Yine bir bayram arifesindeyiz.
Tadımız yok, heyecanımız yok. Bayramı bayram tadında, bayram sevincinde yaşamaktan uzak bir atmosfer var.
Hani o klişeleşmiş söz var ya; yine o söz meydanlarda dillendiriliyor.
“Nerede o eski bayramlar”
Bu sözü her geçen yıl biraz daha özlemle ifade ediyoruz. Daha içten vurguluyoruz.
Eski bayramların havasının, atmosferinin olmadığı bir gerçek. Ve bundan sonra da olması çok güç görülüyor. Var olan işaretler bunu teyit ediyor.
Eski bayramlara dair hepimizin farklı anıları vardır. Özellikle de çocukluk anıları…
Ama ne yazık ki, büyüdük!

━━━━━━

• Talep
Yukarıdaki bayram yazısında "Tadımız yok, heyecanımız" sözlerinden aşağıya, "Daha içten vurguluyoruz." sözlerine kadar uzanan her şeyi harfi harfine yazın.

[Kayıtlar]
━━━━━━

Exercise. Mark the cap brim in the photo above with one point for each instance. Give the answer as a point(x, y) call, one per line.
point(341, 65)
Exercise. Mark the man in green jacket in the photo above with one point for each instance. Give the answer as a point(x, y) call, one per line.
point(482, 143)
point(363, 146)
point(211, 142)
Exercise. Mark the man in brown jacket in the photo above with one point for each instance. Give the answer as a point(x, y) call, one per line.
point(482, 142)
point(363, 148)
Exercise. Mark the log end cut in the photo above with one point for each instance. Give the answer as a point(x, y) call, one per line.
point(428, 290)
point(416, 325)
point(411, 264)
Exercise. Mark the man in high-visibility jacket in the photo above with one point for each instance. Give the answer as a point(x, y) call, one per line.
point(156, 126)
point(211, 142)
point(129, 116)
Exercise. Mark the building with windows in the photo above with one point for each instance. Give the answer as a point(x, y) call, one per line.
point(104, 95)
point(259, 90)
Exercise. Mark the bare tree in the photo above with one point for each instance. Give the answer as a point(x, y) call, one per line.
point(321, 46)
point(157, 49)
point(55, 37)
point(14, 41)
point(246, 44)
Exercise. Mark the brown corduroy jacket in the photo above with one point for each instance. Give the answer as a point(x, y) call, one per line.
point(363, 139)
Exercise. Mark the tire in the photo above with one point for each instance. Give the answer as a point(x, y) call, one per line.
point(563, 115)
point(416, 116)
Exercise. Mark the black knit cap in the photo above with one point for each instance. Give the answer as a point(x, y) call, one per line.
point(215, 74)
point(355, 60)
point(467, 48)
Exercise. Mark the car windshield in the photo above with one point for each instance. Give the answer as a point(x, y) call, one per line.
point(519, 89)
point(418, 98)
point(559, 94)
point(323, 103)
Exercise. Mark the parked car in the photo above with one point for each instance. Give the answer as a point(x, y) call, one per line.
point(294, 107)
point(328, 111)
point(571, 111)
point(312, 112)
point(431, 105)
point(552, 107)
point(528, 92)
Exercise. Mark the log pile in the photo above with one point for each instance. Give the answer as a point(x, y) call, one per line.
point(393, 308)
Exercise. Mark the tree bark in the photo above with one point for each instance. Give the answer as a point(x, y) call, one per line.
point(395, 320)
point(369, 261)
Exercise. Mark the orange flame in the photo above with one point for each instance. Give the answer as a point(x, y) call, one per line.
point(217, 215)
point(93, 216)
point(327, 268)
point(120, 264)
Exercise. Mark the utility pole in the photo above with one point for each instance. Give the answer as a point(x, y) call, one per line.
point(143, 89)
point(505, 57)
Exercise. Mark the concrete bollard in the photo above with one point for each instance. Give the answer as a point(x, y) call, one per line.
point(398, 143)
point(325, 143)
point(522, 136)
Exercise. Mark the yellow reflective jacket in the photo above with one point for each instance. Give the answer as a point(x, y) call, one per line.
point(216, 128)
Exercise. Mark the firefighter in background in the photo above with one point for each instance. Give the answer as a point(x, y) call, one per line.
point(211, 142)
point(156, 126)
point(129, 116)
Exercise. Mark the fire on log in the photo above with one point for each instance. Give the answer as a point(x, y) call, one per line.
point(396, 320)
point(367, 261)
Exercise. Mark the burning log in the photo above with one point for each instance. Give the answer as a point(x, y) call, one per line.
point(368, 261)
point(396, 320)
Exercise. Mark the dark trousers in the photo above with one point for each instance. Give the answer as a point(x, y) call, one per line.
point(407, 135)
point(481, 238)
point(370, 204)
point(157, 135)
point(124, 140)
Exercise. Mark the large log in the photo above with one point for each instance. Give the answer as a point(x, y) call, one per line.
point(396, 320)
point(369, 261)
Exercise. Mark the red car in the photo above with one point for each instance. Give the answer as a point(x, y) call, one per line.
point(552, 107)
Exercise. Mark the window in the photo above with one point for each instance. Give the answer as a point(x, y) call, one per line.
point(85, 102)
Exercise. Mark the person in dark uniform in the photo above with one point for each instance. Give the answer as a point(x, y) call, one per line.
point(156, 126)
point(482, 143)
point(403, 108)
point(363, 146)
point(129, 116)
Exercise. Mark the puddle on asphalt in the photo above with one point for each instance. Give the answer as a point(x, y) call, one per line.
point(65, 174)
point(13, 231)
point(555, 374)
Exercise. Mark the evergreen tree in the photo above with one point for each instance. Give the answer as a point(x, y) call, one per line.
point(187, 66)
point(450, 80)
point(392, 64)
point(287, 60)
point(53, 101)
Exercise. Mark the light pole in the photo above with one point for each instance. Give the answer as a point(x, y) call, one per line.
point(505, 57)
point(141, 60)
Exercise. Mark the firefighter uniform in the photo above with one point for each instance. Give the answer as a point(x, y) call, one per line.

━━━━━━

• Sonuç
Tadımız yok, heyecanımız yok. Bayramı bayram tadında, bayram sevincinde yaşamaktan uzak bir atmosfer var.
Hani o klişeleşmiş söz var ya; yine o söz meydanlarda dillendiriliyor.
“Nerede o eski bayramlar”
Bu sözü her geçen yıl biraz daha özlemle ifade ediyoruz. Daha içten vurguluyoruz.